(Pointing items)
┌──
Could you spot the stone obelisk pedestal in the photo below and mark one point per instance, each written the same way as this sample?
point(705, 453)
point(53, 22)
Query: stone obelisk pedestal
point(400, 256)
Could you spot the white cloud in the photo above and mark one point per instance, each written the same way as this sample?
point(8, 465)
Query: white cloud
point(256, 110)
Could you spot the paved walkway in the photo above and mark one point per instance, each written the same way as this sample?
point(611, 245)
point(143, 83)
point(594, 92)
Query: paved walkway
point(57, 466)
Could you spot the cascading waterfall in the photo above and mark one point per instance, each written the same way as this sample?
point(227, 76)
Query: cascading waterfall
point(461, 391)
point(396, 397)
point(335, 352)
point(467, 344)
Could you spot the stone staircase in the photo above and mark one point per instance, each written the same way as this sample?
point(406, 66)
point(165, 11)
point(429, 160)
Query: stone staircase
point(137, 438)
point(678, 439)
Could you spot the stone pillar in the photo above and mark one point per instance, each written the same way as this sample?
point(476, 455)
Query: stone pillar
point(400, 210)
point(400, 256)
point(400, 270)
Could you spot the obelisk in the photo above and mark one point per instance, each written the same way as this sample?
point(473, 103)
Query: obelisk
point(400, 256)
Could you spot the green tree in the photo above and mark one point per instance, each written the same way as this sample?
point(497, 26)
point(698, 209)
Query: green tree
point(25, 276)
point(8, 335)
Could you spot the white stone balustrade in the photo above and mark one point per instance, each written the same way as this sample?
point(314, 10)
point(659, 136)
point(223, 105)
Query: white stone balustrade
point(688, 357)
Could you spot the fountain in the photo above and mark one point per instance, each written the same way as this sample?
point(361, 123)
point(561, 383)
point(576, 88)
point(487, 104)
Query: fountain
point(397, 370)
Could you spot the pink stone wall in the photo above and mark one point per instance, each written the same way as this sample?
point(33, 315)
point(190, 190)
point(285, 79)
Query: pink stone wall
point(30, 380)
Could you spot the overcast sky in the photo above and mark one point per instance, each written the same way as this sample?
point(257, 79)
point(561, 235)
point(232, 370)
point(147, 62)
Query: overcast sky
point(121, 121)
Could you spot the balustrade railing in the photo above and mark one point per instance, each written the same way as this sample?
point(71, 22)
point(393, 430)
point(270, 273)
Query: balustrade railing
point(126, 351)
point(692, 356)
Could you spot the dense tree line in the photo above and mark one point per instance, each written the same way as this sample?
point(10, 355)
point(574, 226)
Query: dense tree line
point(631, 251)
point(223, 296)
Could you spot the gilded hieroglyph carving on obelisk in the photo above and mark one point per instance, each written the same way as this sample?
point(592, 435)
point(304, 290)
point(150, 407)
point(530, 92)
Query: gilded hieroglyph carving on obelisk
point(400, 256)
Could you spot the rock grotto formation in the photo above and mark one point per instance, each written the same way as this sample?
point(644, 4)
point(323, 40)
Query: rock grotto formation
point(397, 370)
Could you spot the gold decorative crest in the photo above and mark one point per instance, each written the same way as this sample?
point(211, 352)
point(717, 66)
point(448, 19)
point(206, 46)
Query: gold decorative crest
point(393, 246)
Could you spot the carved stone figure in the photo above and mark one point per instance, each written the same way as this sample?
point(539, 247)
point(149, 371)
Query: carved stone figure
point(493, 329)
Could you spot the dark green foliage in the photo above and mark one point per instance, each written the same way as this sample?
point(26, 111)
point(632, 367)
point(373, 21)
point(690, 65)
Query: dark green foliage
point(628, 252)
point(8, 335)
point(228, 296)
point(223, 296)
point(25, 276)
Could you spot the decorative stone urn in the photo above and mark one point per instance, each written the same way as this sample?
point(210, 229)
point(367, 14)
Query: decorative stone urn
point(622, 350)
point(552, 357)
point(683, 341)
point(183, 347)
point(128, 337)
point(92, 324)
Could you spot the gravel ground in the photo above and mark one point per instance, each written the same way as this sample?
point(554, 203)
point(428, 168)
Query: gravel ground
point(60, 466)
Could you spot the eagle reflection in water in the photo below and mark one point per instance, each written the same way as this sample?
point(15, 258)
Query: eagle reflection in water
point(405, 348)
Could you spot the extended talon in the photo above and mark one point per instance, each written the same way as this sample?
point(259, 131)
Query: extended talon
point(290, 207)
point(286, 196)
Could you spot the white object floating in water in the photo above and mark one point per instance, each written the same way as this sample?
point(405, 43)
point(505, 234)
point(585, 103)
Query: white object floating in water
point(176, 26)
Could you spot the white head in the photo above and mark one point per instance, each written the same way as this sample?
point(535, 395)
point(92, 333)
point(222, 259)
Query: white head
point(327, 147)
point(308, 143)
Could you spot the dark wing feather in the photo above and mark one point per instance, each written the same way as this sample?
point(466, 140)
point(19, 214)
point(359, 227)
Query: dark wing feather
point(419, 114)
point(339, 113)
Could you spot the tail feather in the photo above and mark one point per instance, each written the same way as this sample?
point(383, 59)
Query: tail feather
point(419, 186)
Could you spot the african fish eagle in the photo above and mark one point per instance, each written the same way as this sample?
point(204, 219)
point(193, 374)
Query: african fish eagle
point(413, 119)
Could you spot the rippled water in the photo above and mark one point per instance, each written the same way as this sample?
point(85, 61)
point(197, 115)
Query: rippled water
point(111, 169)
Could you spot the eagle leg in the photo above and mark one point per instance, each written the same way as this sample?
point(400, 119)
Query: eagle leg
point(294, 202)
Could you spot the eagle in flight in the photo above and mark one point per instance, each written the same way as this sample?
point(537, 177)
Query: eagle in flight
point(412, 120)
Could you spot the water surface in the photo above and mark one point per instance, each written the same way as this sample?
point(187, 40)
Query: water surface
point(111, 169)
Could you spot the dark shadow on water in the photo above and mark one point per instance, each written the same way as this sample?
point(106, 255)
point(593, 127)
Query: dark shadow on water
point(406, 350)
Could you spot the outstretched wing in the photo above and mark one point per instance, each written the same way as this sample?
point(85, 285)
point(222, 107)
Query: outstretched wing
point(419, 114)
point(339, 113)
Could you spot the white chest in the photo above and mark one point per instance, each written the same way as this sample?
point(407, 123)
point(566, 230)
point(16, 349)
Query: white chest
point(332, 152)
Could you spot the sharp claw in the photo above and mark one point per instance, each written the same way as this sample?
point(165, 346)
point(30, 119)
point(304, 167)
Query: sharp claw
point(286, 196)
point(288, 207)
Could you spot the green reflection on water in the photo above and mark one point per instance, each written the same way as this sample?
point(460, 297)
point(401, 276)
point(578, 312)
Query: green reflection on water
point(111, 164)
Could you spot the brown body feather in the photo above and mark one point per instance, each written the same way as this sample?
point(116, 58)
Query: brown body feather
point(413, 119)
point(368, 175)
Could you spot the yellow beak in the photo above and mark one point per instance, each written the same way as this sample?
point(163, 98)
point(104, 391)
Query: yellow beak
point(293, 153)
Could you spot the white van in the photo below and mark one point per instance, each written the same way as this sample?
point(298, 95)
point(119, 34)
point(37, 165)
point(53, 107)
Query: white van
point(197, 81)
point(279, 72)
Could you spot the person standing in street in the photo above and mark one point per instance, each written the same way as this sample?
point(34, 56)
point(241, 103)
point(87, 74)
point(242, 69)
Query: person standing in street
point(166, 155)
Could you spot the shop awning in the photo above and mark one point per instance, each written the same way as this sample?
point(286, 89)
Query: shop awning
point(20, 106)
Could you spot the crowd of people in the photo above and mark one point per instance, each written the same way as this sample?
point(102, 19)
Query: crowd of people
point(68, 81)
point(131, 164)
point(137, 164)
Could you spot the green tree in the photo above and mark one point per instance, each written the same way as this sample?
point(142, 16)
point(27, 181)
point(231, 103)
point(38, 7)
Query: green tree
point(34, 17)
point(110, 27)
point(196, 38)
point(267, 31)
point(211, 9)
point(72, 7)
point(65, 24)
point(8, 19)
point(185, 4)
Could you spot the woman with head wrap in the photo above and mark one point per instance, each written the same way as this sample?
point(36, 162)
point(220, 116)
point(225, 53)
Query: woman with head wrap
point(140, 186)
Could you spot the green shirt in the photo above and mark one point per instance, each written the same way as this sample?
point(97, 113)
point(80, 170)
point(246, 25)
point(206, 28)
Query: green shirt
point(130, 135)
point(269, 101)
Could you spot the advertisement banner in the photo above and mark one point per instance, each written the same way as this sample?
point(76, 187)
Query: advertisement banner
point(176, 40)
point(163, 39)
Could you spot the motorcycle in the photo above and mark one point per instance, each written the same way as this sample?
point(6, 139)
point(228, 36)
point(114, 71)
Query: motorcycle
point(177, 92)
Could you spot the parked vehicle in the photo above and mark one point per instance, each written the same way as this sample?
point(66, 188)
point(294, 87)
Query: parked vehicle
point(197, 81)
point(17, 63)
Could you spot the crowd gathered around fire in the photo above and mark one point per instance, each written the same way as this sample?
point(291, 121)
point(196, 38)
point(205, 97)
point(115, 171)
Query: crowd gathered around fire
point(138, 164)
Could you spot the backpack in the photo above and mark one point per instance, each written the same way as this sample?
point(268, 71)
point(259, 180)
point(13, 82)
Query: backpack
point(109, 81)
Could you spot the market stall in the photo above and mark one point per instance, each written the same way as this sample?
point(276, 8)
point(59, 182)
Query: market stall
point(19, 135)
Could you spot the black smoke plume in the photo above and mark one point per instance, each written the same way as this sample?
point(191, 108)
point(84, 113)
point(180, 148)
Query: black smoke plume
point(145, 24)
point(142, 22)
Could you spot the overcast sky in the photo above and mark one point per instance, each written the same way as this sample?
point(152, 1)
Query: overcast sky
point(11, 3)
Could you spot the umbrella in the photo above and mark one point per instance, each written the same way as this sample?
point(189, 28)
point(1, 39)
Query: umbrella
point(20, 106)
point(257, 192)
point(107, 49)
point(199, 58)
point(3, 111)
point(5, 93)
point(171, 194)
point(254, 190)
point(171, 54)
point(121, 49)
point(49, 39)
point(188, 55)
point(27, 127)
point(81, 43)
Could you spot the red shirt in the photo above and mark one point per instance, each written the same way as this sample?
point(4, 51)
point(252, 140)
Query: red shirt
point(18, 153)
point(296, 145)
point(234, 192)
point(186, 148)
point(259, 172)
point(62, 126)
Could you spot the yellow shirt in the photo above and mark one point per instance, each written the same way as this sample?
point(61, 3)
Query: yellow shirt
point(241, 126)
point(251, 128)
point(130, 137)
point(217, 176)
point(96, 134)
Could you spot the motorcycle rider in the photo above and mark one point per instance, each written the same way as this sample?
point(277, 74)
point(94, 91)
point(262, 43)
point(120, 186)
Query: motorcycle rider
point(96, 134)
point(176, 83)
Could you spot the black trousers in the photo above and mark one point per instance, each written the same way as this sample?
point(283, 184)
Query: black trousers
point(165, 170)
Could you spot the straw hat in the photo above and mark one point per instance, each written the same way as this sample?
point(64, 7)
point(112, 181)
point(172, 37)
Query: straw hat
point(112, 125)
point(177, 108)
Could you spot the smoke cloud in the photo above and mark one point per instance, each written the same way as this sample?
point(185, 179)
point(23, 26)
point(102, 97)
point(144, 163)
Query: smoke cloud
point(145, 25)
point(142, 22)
└──
(Aim)
Copy out the lines above without any changes, beginning with the line that contains "Could you spot the pink" and ending after the line that contains "point(493, 329)".

(Task answer)
Could you spot the pink stone wall in the photo above and mark one point per instance, each written the same way as this sample?
point(33, 315)
point(190, 190)
point(285, 79)
Query: pink stone wall
point(30, 380)
Could you spot the overcast sky in the photo above and mark one point per instance, each written the same way as this sample?
point(257, 79)
point(561, 235)
point(232, 370)
point(147, 62)
Query: overcast sky
point(121, 121)
Could you spot the balustrade railing in the photo above and mark one point per instance, each written the same way as this sample?
point(71, 22)
point(393, 430)
point(270, 273)
Query: balustrade railing
point(126, 351)
point(692, 356)
Could you spot the dense tree line in the photo above and mark one point per instance, each written the same way as this sample?
point(10, 355)
point(574, 226)
Query: dense tree line
point(631, 251)
point(223, 296)
Could you spot the gilded hieroglyph carving on obelisk in the photo above and mark one point per instance, each written the same way as this sample?
point(592, 435)
point(304, 290)
point(150, 407)
point(530, 92)
Query: gilded hieroglyph carving on obelisk
point(400, 256)
Could you spot the rock grotto formation in the photo above and mark one point per instance, each written the same way as this sample?
point(644, 4)
point(323, 40)
Query: rock grotto formation
point(397, 370)
Could you spot the gold decorative crest in the photo above and mark one point per instance, each written the same way as this sample?
point(211, 352)
point(717, 66)
point(448, 19)
point(206, 46)
Query: gold decorative crest
point(393, 246)
Could you spot the carved stone figure in the photo above and mark one point per instance, each written the same way as this sample?
point(539, 247)
point(149, 371)
Query: carved stone figure
point(493, 329)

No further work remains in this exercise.